A run of records
────────────────────

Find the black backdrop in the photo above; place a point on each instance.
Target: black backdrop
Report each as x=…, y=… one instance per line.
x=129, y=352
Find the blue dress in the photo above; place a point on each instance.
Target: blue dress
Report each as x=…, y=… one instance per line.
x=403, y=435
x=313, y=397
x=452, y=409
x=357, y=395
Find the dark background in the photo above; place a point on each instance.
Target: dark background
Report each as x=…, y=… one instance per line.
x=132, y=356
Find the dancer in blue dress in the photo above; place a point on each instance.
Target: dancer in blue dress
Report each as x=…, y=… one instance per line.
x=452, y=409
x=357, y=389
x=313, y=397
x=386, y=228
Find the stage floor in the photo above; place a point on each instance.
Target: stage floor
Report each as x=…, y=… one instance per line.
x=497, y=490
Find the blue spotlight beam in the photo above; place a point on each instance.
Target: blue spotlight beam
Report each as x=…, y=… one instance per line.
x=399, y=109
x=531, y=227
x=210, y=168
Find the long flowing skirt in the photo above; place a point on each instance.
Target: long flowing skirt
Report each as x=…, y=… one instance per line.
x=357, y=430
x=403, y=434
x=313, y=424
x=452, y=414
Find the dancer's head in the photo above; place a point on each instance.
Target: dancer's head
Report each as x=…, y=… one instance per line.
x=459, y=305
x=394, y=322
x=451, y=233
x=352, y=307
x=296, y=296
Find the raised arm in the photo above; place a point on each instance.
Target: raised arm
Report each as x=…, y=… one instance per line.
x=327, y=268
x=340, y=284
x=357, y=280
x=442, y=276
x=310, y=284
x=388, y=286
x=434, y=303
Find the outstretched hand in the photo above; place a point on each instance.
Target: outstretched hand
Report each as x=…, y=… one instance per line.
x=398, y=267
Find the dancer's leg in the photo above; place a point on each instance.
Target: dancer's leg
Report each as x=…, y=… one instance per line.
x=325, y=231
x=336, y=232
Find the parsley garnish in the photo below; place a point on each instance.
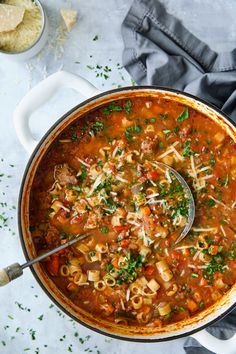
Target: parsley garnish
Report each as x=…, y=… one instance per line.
x=97, y=127
x=210, y=203
x=212, y=161
x=104, y=229
x=184, y=115
x=112, y=107
x=163, y=116
x=187, y=151
x=128, y=106
x=129, y=273
x=130, y=131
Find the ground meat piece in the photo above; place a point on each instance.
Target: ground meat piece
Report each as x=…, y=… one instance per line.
x=64, y=175
x=149, y=146
x=92, y=221
x=52, y=236
x=185, y=131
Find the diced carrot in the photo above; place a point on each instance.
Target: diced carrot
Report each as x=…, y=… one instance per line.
x=213, y=249
x=72, y=286
x=121, y=228
x=186, y=252
x=153, y=175
x=149, y=270
x=145, y=211
x=157, y=323
x=53, y=265
x=175, y=255
x=203, y=282
x=142, y=179
x=146, y=309
x=124, y=243
x=192, y=306
x=115, y=263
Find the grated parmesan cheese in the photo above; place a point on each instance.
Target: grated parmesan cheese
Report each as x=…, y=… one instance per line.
x=69, y=17
x=10, y=17
x=27, y=32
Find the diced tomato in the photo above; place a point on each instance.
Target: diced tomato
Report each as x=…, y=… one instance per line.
x=76, y=219
x=149, y=270
x=203, y=282
x=121, y=228
x=217, y=238
x=185, y=252
x=192, y=306
x=115, y=263
x=53, y=265
x=72, y=286
x=124, y=243
x=145, y=211
x=213, y=249
x=153, y=175
x=157, y=323
x=175, y=255
x=146, y=309
x=142, y=179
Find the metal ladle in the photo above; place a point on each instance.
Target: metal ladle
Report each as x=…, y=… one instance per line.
x=15, y=270
x=189, y=196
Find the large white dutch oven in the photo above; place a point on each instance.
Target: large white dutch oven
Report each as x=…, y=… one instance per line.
x=94, y=98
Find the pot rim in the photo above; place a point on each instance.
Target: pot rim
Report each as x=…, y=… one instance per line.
x=26, y=171
x=26, y=50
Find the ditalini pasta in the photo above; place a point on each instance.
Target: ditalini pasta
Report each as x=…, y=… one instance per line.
x=101, y=176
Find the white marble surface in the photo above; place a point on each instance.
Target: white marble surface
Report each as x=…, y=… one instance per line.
x=28, y=322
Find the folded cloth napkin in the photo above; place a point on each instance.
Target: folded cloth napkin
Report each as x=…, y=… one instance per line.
x=159, y=50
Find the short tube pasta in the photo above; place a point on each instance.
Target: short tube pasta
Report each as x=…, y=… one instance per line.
x=101, y=248
x=164, y=308
x=109, y=280
x=80, y=279
x=64, y=270
x=93, y=275
x=100, y=285
x=137, y=302
x=164, y=270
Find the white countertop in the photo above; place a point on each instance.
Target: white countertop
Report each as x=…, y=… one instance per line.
x=29, y=323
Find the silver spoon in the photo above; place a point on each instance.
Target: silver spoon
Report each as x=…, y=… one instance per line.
x=189, y=195
x=15, y=270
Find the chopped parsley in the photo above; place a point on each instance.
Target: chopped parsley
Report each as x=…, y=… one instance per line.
x=212, y=161
x=216, y=265
x=104, y=229
x=112, y=107
x=128, y=106
x=130, y=131
x=97, y=127
x=187, y=151
x=166, y=131
x=129, y=273
x=210, y=203
x=163, y=116
x=183, y=116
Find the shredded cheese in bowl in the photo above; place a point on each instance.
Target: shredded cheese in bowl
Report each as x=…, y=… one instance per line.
x=27, y=32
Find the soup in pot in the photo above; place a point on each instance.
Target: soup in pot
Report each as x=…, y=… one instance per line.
x=101, y=176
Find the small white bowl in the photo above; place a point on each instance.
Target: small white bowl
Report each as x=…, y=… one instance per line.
x=36, y=46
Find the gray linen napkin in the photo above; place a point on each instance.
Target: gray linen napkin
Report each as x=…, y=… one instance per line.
x=159, y=50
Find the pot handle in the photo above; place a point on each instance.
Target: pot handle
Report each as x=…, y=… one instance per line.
x=41, y=93
x=214, y=344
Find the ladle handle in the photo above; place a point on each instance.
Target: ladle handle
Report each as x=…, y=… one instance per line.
x=10, y=273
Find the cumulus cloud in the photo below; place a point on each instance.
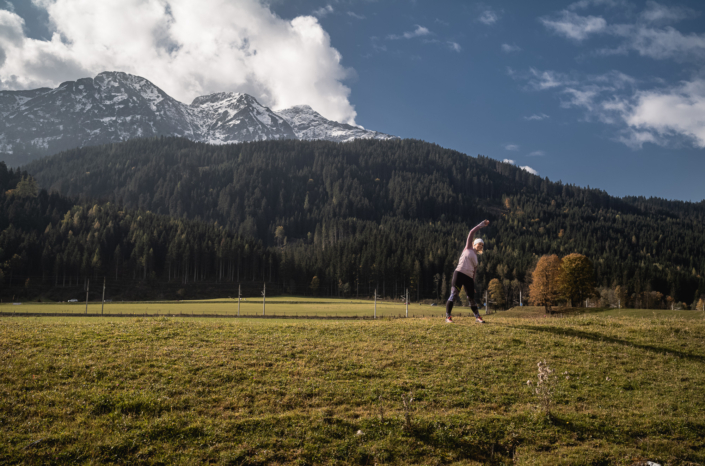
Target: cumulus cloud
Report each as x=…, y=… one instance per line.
x=574, y=26
x=542, y=80
x=524, y=167
x=657, y=13
x=489, y=17
x=537, y=117
x=649, y=35
x=418, y=32
x=454, y=46
x=323, y=11
x=187, y=48
x=655, y=115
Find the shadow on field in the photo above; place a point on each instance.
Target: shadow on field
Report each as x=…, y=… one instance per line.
x=602, y=338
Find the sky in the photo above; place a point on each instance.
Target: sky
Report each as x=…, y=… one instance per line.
x=602, y=93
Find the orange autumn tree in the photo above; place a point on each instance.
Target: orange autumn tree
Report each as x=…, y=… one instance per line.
x=545, y=286
x=577, y=278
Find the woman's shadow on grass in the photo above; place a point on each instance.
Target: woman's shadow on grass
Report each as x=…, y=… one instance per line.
x=568, y=332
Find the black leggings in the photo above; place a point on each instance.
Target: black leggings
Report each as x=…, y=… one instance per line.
x=461, y=280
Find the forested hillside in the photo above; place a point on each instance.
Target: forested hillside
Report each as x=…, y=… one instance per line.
x=391, y=214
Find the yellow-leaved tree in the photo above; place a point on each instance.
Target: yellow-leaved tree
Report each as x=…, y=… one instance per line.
x=496, y=293
x=544, y=289
x=577, y=278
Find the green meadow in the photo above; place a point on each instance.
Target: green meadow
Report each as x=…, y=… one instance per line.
x=625, y=389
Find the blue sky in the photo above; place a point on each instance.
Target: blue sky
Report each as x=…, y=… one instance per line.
x=605, y=93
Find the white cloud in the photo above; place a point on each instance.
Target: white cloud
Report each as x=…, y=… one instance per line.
x=529, y=169
x=537, y=117
x=649, y=36
x=660, y=44
x=187, y=48
x=524, y=167
x=418, y=32
x=657, y=114
x=323, y=11
x=574, y=26
x=488, y=17
x=454, y=46
x=542, y=80
x=657, y=13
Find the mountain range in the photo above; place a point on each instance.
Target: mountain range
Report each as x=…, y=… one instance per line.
x=115, y=106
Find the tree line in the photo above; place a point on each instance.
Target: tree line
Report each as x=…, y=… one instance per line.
x=357, y=216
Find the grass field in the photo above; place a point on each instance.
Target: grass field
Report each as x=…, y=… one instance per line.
x=244, y=392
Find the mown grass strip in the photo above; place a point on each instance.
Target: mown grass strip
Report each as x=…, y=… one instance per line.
x=170, y=390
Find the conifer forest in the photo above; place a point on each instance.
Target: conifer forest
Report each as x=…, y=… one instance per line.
x=175, y=218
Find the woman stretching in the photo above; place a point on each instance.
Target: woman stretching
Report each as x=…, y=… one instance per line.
x=464, y=274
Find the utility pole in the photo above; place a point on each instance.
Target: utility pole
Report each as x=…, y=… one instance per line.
x=407, y=302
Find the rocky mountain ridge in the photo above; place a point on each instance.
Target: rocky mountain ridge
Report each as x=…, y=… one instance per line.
x=116, y=106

────────────────────

### WHAT IS ASKED
Repeat, character for character, the lines from the one that holds "Find the blue sky" to the final line of the material, inclusive, and no other lines.

### SOLUTION
Find the blue sky in the photo above; place a point on each instance.
Target: blue sky
Report each as x=…, y=… one instance per line.
x=605, y=93
Find the white cloud in the photo above; place a point on each instance.
Target: white cloud
Report each as x=…, y=… one instance per line.
x=529, y=169
x=537, y=117
x=649, y=36
x=660, y=44
x=187, y=48
x=524, y=167
x=418, y=32
x=657, y=114
x=323, y=11
x=574, y=26
x=488, y=17
x=454, y=46
x=542, y=80
x=657, y=13
Find the mountain range in the photo above; place a point on each instance.
Target: mountain range
Report each as x=…, y=… one instance per line.
x=115, y=106
Find the tree line in the photo above; place a point on each instance.
Target: tree line
Report each as x=…, y=… one instance per line.
x=357, y=216
Find the grass field in the photo above; place a point on each instance.
Target: grass field
Report each as x=…, y=… one instance per line.
x=244, y=392
Find the mown grass strip in the photo above; place a point on each instance.
Target: mown grass strip
Report each as x=…, y=… one instance per line.
x=170, y=390
Find the conifer forest in the photo above; place a point on each instance.
Target: conifer forest
Report each as x=…, y=… one instance per line.
x=175, y=218
Find the woman stretching in the photo above; place a point on each instance.
Target: woman stretching
Report each as x=…, y=… one instance per line.
x=464, y=274
Find the utility pole in the photo above; place a point on each instance.
Target: utility pole
Report each as x=…, y=… one instance per line.
x=407, y=302
Find the rocky mountain ridge in the photo above; place a point on each instance.
Target: rocky mountain ridge
Report each as x=…, y=… one instance per line.
x=116, y=106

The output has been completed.